* _Set problem_
Emit only the lines from the line containing "the rocky ground." through the last line of the entries, unchanged.

* _Extracted data entries_
═══

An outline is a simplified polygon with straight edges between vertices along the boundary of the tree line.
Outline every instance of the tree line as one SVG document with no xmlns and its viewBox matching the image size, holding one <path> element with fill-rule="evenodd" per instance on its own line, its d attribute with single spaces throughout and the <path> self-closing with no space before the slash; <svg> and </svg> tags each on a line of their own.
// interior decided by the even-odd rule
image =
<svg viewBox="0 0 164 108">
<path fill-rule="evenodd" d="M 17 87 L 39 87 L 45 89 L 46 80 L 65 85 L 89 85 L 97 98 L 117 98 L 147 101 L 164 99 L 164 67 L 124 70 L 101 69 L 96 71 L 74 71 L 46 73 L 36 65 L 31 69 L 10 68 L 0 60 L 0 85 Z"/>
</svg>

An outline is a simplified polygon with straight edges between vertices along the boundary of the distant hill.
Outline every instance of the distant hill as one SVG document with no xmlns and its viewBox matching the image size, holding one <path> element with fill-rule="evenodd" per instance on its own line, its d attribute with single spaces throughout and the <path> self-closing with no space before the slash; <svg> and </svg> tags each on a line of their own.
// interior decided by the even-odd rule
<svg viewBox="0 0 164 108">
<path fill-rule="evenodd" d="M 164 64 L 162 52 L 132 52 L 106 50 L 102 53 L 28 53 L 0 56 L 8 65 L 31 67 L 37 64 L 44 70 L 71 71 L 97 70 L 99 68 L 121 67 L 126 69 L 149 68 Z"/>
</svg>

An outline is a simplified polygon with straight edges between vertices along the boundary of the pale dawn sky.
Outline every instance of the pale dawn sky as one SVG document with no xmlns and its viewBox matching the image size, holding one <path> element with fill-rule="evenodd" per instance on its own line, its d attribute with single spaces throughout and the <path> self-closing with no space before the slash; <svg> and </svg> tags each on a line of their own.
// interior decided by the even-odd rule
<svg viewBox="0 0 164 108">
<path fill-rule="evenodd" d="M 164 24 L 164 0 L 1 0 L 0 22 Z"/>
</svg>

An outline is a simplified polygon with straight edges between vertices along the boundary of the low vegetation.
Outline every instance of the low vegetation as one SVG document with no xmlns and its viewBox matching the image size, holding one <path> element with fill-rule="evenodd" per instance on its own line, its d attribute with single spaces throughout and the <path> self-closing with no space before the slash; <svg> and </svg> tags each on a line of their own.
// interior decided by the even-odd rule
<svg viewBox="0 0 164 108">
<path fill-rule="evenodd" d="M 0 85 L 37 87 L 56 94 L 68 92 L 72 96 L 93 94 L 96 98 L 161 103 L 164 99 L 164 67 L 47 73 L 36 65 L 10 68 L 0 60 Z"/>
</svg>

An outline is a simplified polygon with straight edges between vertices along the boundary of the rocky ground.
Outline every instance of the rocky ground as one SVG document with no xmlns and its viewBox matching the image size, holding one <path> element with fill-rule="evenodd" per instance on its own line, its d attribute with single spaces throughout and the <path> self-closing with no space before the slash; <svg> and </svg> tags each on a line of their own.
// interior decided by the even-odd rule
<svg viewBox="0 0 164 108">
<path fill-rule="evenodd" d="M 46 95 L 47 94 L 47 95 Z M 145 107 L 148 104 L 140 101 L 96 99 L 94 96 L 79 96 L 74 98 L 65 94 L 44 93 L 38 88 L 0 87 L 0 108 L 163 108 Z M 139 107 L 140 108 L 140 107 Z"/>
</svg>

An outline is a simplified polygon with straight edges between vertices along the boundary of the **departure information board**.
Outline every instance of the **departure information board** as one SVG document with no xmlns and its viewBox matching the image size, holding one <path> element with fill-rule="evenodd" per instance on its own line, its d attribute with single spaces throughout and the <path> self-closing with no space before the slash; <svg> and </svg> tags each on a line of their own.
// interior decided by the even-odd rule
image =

═══

* _The result_
An outline is a simplified polygon with straight edges between vertices along the boundary of the rocky ground.
Outline every instance of the rocky ground as one SVG document with no xmlns and its viewBox matching the image size, holding one <path> element with fill-rule="evenodd" per instance on its own line, its d attribute with single spaces throughout and the <path> self-closing with no space before the slash; <svg> and </svg> tags each on a line of their own.
// interior decided by the even-odd rule
<svg viewBox="0 0 164 108">
<path fill-rule="evenodd" d="M 46 95 L 47 94 L 47 95 Z M 145 107 L 148 104 L 140 101 L 96 99 L 94 96 L 79 96 L 74 98 L 65 94 L 44 93 L 38 88 L 0 87 L 0 108 L 163 108 Z M 139 107 L 140 108 L 140 107 Z"/>
</svg>

An outline is a simplified polygon with straight edges between vertices along the boundary of the **departure information board**.
Outline every instance of the **departure information board** as one SVG document with no xmlns and its viewBox matching the image size, holding one <path> element with fill-rule="evenodd" per instance on its own line, its d attribute with single spaces throughout and the <path> self-closing with no space before the slash; <svg> and </svg> tags each on a line of their own.
// interior decided by the even-odd rule
image =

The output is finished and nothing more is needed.